- [What to do] Reproduce the records below in full and word for word, excluding pictures.
◇ ◇ ◇ ◇ ◇ ◇ ◇
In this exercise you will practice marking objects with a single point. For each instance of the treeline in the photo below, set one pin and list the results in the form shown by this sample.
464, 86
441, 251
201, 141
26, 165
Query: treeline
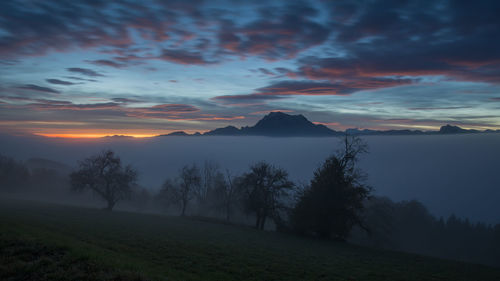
336, 204
408, 226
◇ ◇ ◇ ◇ ◇ ◇ ◇
- [Answer section]
In this exercise you will practice marking objects with a single point. For each instance of the treeline in the photo below, set one pin and list the results in the form shown by this sample.
464, 86
441, 251
201, 141
26, 165
Query: treeline
336, 204
408, 226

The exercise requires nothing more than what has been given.